SHORT EXERCISE
Could you render the entries as a two-column CSV with columns "prompt" and "reply"? Begin at the start of the entries and stop after the line containing "233L108 227L92 207L83". Give one row per entry, holding its text and its answer, with each field quoted, line breaks turned into spaces, and the pictures left out.

SUPPLIED MATERIAL
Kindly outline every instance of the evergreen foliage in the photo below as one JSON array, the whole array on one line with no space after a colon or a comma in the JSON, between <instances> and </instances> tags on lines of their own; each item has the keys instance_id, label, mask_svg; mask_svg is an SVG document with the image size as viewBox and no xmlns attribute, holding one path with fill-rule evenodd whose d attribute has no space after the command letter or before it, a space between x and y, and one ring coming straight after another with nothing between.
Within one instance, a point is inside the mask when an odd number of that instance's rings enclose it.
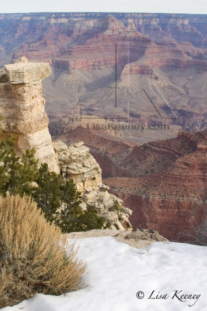
<instances>
[{"instance_id":1,"label":"evergreen foliage","mask_svg":"<svg viewBox=\"0 0 207 311\"><path fill-rule=\"evenodd\" d=\"M63 233L108 227L92 207L83 210L81 193L73 180L65 181L60 174L50 172L46 163L38 168L34 149L26 150L21 158L17 156L15 143L12 135L0 140L0 195L30 196L47 221Z\"/></svg>"}]
</instances>

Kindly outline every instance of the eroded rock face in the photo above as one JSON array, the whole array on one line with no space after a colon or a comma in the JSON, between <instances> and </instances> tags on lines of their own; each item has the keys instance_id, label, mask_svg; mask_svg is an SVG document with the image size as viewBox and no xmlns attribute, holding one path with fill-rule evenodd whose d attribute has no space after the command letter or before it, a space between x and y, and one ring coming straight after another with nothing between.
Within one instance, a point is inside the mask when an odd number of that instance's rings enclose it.
<instances>
[{"instance_id":1,"label":"eroded rock face","mask_svg":"<svg viewBox=\"0 0 207 311\"><path fill-rule=\"evenodd\" d=\"M16 139L17 154L34 148L39 163L58 172L41 93L42 79L51 73L49 64L29 63L25 57L5 65L0 71L0 114L3 134Z\"/></svg>"},{"instance_id":2,"label":"eroded rock face","mask_svg":"<svg viewBox=\"0 0 207 311\"><path fill-rule=\"evenodd\" d=\"M131 210L122 206L123 201L108 193L109 187L102 184L102 170L84 143L68 146L59 141L53 145L41 93L41 80L50 73L49 64L29 63L25 57L0 71L3 133L16 137L19 155L33 147L40 164L47 163L50 170L60 172L66 179L73 179L83 193L84 208L94 207L111 229L131 230L128 221Z\"/></svg>"},{"instance_id":3,"label":"eroded rock face","mask_svg":"<svg viewBox=\"0 0 207 311\"><path fill-rule=\"evenodd\" d=\"M165 242L168 240L159 234L158 231L146 229L137 229L129 232L123 230L94 229L86 232L71 232L68 234L69 239L83 239L84 238L111 236L121 243L125 243L132 247L143 248L154 242Z\"/></svg>"},{"instance_id":4,"label":"eroded rock face","mask_svg":"<svg viewBox=\"0 0 207 311\"><path fill-rule=\"evenodd\" d=\"M82 207L93 207L109 223L111 229L131 230L128 220L131 210L123 207L123 201L109 193L109 187L102 184L102 170L89 148L82 142L68 146L60 141L53 143L53 147L61 173L65 178L73 179L83 193Z\"/></svg>"}]
</instances>

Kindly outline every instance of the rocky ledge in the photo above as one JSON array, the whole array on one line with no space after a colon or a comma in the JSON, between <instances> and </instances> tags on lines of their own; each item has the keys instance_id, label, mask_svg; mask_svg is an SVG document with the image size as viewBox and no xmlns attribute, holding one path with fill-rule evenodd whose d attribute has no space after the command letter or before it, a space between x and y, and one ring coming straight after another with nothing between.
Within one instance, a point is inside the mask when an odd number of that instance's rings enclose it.
<instances>
[{"instance_id":1,"label":"rocky ledge","mask_svg":"<svg viewBox=\"0 0 207 311\"><path fill-rule=\"evenodd\" d=\"M98 237L100 236L113 237L116 241L128 244L135 248L146 247L154 242L167 242L168 240L160 235L158 231L146 229L137 229L135 231L130 232L123 230L110 229L95 229L89 231L71 232L68 234L68 237L72 239Z\"/></svg>"}]
</instances>

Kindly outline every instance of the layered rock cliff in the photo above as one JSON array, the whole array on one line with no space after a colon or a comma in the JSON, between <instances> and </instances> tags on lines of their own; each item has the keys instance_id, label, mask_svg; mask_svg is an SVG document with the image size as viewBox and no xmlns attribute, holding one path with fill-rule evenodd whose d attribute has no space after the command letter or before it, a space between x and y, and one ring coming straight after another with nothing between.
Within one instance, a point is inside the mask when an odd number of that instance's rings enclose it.
<instances>
[{"instance_id":1,"label":"layered rock cliff","mask_svg":"<svg viewBox=\"0 0 207 311\"><path fill-rule=\"evenodd\" d=\"M83 194L83 208L92 206L114 230L131 230L128 221L131 210L122 206L122 200L110 194L102 184L102 170L82 142L67 146L53 144L49 133L48 119L41 94L41 80L51 74L49 64L29 63L23 57L5 65L0 72L0 114L4 135L16 138L19 155L34 148L39 164L46 162L51 171L73 179Z\"/></svg>"},{"instance_id":2,"label":"layered rock cliff","mask_svg":"<svg viewBox=\"0 0 207 311\"><path fill-rule=\"evenodd\" d=\"M170 138L206 128L206 24L202 14L0 14L0 64L26 55L52 65L43 82L51 118L81 107L132 123L169 119Z\"/></svg>"},{"instance_id":3,"label":"layered rock cliff","mask_svg":"<svg viewBox=\"0 0 207 311\"><path fill-rule=\"evenodd\" d=\"M51 73L48 64L29 63L25 57L5 65L0 71L0 114L3 134L16 138L18 154L34 148L39 162L58 172L41 93L41 81Z\"/></svg>"},{"instance_id":4,"label":"layered rock cliff","mask_svg":"<svg viewBox=\"0 0 207 311\"><path fill-rule=\"evenodd\" d=\"M111 193L133 210L135 228L157 230L170 240L193 234L192 226L207 213L207 131L137 146L96 135L79 127L60 136L66 143L81 139L99 163Z\"/></svg>"}]
</instances>

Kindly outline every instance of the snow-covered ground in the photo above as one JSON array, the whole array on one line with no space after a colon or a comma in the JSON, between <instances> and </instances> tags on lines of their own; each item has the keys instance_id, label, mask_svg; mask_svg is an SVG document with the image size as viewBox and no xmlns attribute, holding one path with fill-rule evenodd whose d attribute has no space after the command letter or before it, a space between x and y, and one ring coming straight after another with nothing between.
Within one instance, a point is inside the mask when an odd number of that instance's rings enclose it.
<instances>
[{"instance_id":1,"label":"snow-covered ground","mask_svg":"<svg viewBox=\"0 0 207 311\"><path fill-rule=\"evenodd\" d=\"M2 311L207 311L207 247L155 242L138 249L111 237L80 239L76 244L79 258L88 263L89 287L59 297L36 294ZM152 298L169 298L148 299L153 291ZM142 299L136 296L140 291Z\"/></svg>"}]
</instances>

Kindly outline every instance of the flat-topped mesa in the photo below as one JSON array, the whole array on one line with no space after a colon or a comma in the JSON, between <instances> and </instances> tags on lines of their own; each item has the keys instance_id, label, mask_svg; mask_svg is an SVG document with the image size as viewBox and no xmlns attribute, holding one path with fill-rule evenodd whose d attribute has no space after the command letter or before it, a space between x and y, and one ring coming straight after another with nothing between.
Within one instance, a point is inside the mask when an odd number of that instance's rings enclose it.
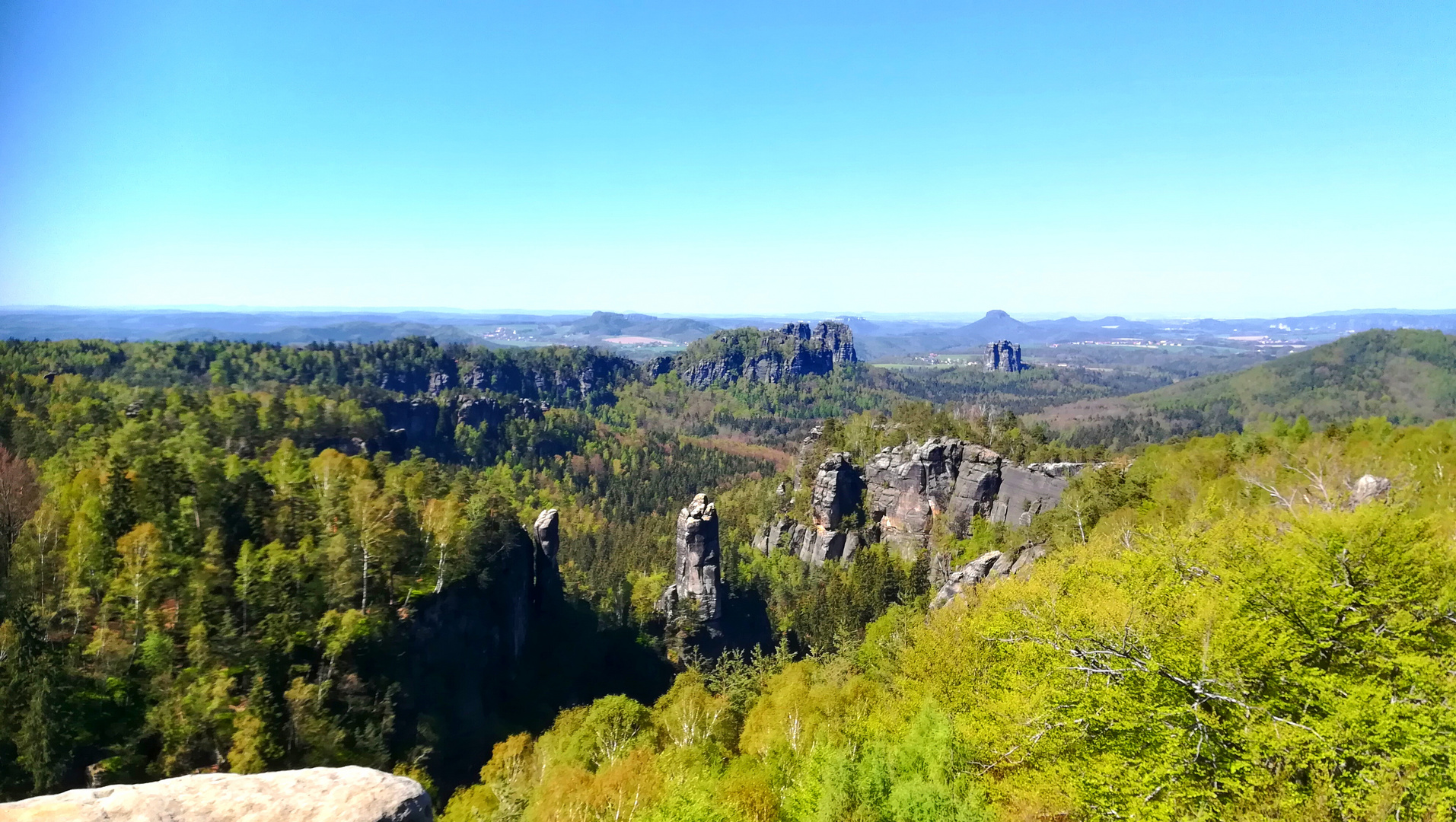
<instances>
[{"instance_id":1,"label":"flat-topped mesa","mask_svg":"<svg viewBox=\"0 0 1456 822\"><path fill-rule=\"evenodd\" d=\"M671 620L693 602L709 636L721 636L724 610L721 566L718 509L708 502L708 495L700 493L677 515L673 583L658 599L658 610Z\"/></svg>"},{"instance_id":2,"label":"flat-topped mesa","mask_svg":"<svg viewBox=\"0 0 1456 822\"><path fill-rule=\"evenodd\" d=\"M914 557L935 518L964 537L971 519L1025 525L1061 499L1080 463L1016 466L1000 454L954 438L884 448L865 467L869 519L901 556Z\"/></svg>"},{"instance_id":3,"label":"flat-topped mesa","mask_svg":"<svg viewBox=\"0 0 1456 822\"><path fill-rule=\"evenodd\" d=\"M1012 345L1010 340L999 339L996 342L986 345L986 370L987 371L1006 371L1015 374L1018 371L1025 371L1026 367L1021 362L1021 346Z\"/></svg>"},{"instance_id":4,"label":"flat-topped mesa","mask_svg":"<svg viewBox=\"0 0 1456 822\"><path fill-rule=\"evenodd\" d=\"M858 362L855 333L844 323L788 323L778 330L727 329L699 339L677 358L677 371L692 386L782 383L810 374L830 374L836 365Z\"/></svg>"}]
</instances>

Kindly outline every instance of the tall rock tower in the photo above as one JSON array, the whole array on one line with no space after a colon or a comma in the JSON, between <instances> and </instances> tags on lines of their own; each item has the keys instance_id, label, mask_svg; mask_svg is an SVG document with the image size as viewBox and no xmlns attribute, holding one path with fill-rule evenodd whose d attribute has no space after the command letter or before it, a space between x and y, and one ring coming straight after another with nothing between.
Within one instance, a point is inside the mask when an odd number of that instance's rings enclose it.
<instances>
[{"instance_id":1,"label":"tall rock tower","mask_svg":"<svg viewBox=\"0 0 1456 822\"><path fill-rule=\"evenodd\" d=\"M1026 367L1021 364L1021 346L999 339L986 346L986 370L1015 374Z\"/></svg>"},{"instance_id":2,"label":"tall rock tower","mask_svg":"<svg viewBox=\"0 0 1456 822\"><path fill-rule=\"evenodd\" d=\"M673 583L658 599L658 610L671 620L689 601L697 605L697 615L709 636L722 636L722 595L719 588L721 556L718 550L718 509L706 495L697 495L677 515L677 556L673 560Z\"/></svg>"}]
</instances>

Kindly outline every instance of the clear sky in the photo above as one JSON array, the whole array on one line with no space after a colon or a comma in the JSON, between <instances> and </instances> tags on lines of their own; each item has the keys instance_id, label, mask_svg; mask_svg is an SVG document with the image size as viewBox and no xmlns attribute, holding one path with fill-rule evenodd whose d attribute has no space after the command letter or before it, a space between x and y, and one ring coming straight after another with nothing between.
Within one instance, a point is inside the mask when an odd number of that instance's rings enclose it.
<instances>
[{"instance_id":1,"label":"clear sky","mask_svg":"<svg viewBox=\"0 0 1456 822\"><path fill-rule=\"evenodd\" d=\"M1456 3L3 0L0 303L1456 308Z\"/></svg>"}]
</instances>

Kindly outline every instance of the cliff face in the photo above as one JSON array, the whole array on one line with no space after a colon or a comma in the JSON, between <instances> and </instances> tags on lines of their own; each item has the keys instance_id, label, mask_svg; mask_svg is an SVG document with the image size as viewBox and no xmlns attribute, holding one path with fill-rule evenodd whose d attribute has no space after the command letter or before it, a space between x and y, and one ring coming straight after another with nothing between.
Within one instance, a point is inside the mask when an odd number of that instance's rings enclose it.
<instances>
[{"instance_id":1,"label":"cliff face","mask_svg":"<svg viewBox=\"0 0 1456 822\"><path fill-rule=\"evenodd\" d=\"M722 579L718 548L718 509L706 495L697 495L677 515L677 553L673 562L673 583L658 599L658 610L668 618L680 614L689 602L709 636L721 636Z\"/></svg>"},{"instance_id":2,"label":"cliff face","mask_svg":"<svg viewBox=\"0 0 1456 822\"><path fill-rule=\"evenodd\" d=\"M964 537L974 516L1025 525L1054 506L1076 463L1016 466L990 448L951 438L907 444L875 454L865 470L869 518L885 543L914 556L935 518Z\"/></svg>"},{"instance_id":3,"label":"cliff face","mask_svg":"<svg viewBox=\"0 0 1456 822\"><path fill-rule=\"evenodd\" d=\"M1021 346L1012 345L1010 340L999 339L996 342L986 345L986 370L987 371L1006 371L1015 374L1018 371L1025 371L1026 367L1021 362Z\"/></svg>"},{"instance_id":4,"label":"cliff face","mask_svg":"<svg viewBox=\"0 0 1456 822\"><path fill-rule=\"evenodd\" d=\"M68 790L0 805L16 822L430 822L430 794L409 777L373 768L192 774L135 786Z\"/></svg>"},{"instance_id":5,"label":"cliff face","mask_svg":"<svg viewBox=\"0 0 1456 822\"><path fill-rule=\"evenodd\" d=\"M778 330L729 329L693 342L676 361L692 386L783 383L807 374L828 374L836 365L858 362L855 335L843 323L788 323Z\"/></svg>"},{"instance_id":6,"label":"cliff face","mask_svg":"<svg viewBox=\"0 0 1456 822\"><path fill-rule=\"evenodd\" d=\"M805 444L812 444L812 435ZM1016 466L990 448L942 436L885 448L863 471L849 454L830 454L808 489L812 524L780 516L760 528L753 544L764 553L788 548L814 564L849 562L859 546L875 541L914 559L929 544L938 519L955 537L970 532L977 516L1010 525L1031 522L1061 499L1067 479L1082 467ZM860 511L863 499L868 511Z\"/></svg>"},{"instance_id":7,"label":"cliff face","mask_svg":"<svg viewBox=\"0 0 1456 822\"><path fill-rule=\"evenodd\" d=\"M383 416L384 431L377 441L363 444L361 450L408 454L419 448L437 455L454 442L456 425L499 431L508 419L542 419L549 406L524 397L510 402L502 397L454 396L448 400L384 400L374 407Z\"/></svg>"}]
</instances>

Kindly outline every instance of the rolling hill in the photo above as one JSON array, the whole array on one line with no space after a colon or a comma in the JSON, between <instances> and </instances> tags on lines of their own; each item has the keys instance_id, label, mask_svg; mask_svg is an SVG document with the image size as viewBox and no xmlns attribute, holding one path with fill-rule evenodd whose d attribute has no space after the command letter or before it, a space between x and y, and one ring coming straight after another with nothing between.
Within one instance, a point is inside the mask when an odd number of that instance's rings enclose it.
<instances>
[{"instance_id":1,"label":"rolling hill","mask_svg":"<svg viewBox=\"0 0 1456 822\"><path fill-rule=\"evenodd\" d=\"M1057 406L1040 419L1075 444L1124 448L1300 415L1315 426L1363 416L1396 423L1456 416L1456 336L1370 330L1233 374Z\"/></svg>"}]
</instances>

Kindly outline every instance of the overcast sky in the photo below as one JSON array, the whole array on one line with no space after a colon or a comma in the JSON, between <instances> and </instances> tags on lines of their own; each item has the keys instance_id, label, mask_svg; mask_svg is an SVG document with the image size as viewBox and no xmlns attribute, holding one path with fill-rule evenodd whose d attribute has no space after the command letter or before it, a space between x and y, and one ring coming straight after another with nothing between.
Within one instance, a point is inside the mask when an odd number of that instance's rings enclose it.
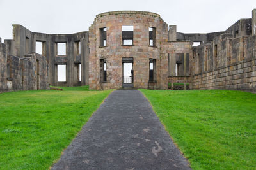
<instances>
[{"instance_id":1,"label":"overcast sky","mask_svg":"<svg viewBox=\"0 0 256 170\"><path fill-rule=\"evenodd\" d=\"M49 34L88 31L96 15L136 10L158 13L182 32L224 31L240 18L251 17L256 0L0 0L0 37L12 39L12 24Z\"/></svg>"}]
</instances>

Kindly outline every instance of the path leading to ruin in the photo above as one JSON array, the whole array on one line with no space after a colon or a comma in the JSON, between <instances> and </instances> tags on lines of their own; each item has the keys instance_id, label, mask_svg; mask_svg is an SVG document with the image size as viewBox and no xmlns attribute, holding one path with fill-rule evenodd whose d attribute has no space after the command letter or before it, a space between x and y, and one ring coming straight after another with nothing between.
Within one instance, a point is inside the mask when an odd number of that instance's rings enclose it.
<instances>
[{"instance_id":1,"label":"path leading to ruin","mask_svg":"<svg viewBox=\"0 0 256 170\"><path fill-rule=\"evenodd\" d=\"M136 90L113 91L52 169L190 169Z\"/></svg>"}]
</instances>

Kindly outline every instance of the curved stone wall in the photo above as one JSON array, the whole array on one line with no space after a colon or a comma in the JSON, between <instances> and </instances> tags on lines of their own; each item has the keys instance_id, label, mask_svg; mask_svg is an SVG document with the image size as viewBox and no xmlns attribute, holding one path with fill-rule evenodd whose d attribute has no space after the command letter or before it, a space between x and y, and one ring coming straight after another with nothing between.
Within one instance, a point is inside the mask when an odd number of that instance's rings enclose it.
<instances>
[{"instance_id":1,"label":"curved stone wall","mask_svg":"<svg viewBox=\"0 0 256 170\"><path fill-rule=\"evenodd\" d=\"M123 25L132 25L133 45L122 45ZM100 46L100 28L106 27L106 45ZM155 45L149 44L149 27L156 28ZM97 15L90 28L90 73L91 89L122 87L123 58L133 58L134 87L148 88L149 59L156 59L159 73L161 45L167 41L168 25L157 14L143 11L114 11ZM100 82L100 59L106 59L107 81ZM160 81L156 76L156 82ZM156 85L157 86L157 85Z\"/></svg>"}]
</instances>

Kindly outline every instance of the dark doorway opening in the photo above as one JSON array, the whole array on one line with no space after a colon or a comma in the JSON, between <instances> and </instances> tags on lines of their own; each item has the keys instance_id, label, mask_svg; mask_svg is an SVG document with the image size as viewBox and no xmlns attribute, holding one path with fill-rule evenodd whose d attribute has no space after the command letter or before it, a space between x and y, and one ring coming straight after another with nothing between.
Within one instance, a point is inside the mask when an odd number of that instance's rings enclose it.
<instances>
[{"instance_id":1,"label":"dark doorway opening","mask_svg":"<svg viewBox=\"0 0 256 170\"><path fill-rule=\"evenodd\" d=\"M123 58L123 87L133 87L133 58Z\"/></svg>"}]
</instances>

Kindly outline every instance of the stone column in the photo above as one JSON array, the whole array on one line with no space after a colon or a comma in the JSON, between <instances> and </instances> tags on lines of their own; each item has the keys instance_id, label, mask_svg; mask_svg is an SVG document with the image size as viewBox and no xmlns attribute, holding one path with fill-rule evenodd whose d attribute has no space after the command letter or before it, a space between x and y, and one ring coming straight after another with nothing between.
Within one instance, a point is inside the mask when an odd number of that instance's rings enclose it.
<instances>
[{"instance_id":1,"label":"stone column","mask_svg":"<svg viewBox=\"0 0 256 170\"><path fill-rule=\"evenodd\" d=\"M256 9L252 11L252 36L256 35Z\"/></svg>"},{"instance_id":2,"label":"stone column","mask_svg":"<svg viewBox=\"0 0 256 170\"><path fill-rule=\"evenodd\" d=\"M168 31L168 41L176 41L177 40L177 26L176 25L169 25Z\"/></svg>"}]
</instances>

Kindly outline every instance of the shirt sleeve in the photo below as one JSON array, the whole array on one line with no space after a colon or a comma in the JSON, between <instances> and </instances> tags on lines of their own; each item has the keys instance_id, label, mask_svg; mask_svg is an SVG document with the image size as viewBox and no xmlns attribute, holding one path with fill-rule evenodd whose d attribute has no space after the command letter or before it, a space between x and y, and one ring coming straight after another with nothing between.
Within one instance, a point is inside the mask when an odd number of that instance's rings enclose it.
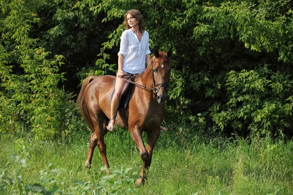
<instances>
[{"instance_id":1,"label":"shirt sleeve","mask_svg":"<svg viewBox=\"0 0 293 195\"><path fill-rule=\"evenodd\" d=\"M128 44L128 39L126 31L122 33L120 39L120 49L118 52L118 56L122 55L125 58L127 54L127 45Z\"/></svg>"},{"instance_id":2,"label":"shirt sleeve","mask_svg":"<svg viewBox=\"0 0 293 195\"><path fill-rule=\"evenodd\" d=\"M149 39L148 33L147 33L147 32L146 32L146 31L145 31L145 33L146 33L146 38L147 38L147 40L146 41L146 56L147 55L150 54L151 52L149 50L149 43L148 42L148 39Z\"/></svg>"}]
</instances>

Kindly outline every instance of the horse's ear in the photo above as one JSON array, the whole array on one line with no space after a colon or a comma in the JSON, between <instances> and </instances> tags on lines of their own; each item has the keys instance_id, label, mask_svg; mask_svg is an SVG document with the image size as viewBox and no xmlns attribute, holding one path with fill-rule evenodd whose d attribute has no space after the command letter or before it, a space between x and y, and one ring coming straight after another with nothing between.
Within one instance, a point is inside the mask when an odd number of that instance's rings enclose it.
<instances>
[{"instance_id":1,"label":"horse's ear","mask_svg":"<svg viewBox=\"0 0 293 195\"><path fill-rule=\"evenodd\" d=\"M160 57L160 54L159 54L159 50L158 50L158 47L156 47L155 50L154 50L154 55L157 58L159 58Z\"/></svg>"},{"instance_id":2,"label":"horse's ear","mask_svg":"<svg viewBox=\"0 0 293 195\"><path fill-rule=\"evenodd\" d=\"M170 49L169 49L169 51L168 51L168 52L167 52L167 56L168 57L168 58L169 58L171 57L171 54L172 54L172 49L171 49L171 48L170 48Z\"/></svg>"}]
</instances>

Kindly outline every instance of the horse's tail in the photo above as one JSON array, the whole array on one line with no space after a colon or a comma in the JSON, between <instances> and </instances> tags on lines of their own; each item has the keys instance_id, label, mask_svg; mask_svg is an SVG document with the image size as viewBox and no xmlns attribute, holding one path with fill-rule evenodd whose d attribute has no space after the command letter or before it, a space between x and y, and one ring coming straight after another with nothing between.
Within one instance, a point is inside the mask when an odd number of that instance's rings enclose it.
<instances>
[{"instance_id":1,"label":"horse's tail","mask_svg":"<svg viewBox=\"0 0 293 195\"><path fill-rule=\"evenodd\" d=\"M81 111L82 115L84 117L84 118L85 122L90 128L92 132L94 132L95 131L95 128L94 127L93 122L90 119L88 110L87 110L87 108L86 108L86 105L85 105L85 102L84 102L84 91L85 90L86 87L87 87L87 85L88 85L88 84L93 79L97 77L98 77L97 76L90 76L87 77L84 79L84 83L83 83L83 85L81 88L81 91L80 92L78 97L77 98L77 99L76 100L77 106Z\"/></svg>"}]
</instances>

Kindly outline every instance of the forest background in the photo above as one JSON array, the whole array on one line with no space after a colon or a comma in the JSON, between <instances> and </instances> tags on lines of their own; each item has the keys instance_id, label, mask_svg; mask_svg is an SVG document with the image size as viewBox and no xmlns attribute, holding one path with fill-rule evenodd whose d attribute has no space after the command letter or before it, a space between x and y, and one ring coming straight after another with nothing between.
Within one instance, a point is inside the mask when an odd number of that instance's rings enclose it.
<instances>
[{"instance_id":1,"label":"forest background","mask_svg":"<svg viewBox=\"0 0 293 195\"><path fill-rule=\"evenodd\" d=\"M86 129L81 81L114 75L126 11L151 50L173 49L165 120L189 132L291 136L292 2L0 0L0 134L64 137Z\"/></svg>"},{"instance_id":2,"label":"forest background","mask_svg":"<svg viewBox=\"0 0 293 195\"><path fill-rule=\"evenodd\" d=\"M0 194L292 195L293 7L0 0ZM113 174L97 149L85 171L90 131L76 106L87 76L115 75L130 9L143 16L151 51L173 51L168 131L139 189L139 152L119 128L105 136Z\"/></svg>"}]
</instances>

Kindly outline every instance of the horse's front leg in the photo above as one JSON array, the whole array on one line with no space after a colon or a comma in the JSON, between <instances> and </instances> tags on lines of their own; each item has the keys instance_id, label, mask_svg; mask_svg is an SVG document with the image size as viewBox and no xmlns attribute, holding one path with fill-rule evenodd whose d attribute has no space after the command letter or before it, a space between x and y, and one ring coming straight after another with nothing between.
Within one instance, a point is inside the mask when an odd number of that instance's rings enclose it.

ANSWER TO THIS EXERCISE
prompt,reply
"Kindly outline every instance of the evergreen foliage in the photo below as one JSON array, the whole array on one line with no space after a colon or a comma in the JSON, between <instances> and </instances> tags on lines of their own; each item has the keys instance_id, label, mask_svg; mask_svg is an SVG document with the image size as viewBox and no xmlns attribute, holding one path with fill-rule evenodd whose d attribute has no space after the command letter or before it, a space between x and y, and one ring coming straight after another with nothing between. Within one instance, a point is inside the mask when an odd number of that instance's rings enclose it.","<instances> [{""instance_id"":1,""label"":""evergreen foliage"",""mask_svg"":""<svg viewBox=\""0 0 207 311\""><path fill-rule=\""evenodd\"" d=\""M63 233L108 227L92 207L83 210L81 193L73 180L65 181L60 174L50 172L46 163L38 168L34 149L26 150L21 158L17 156L15 143L12 135L0 140L0 195L30 196L47 221Z\""/></svg>""}]"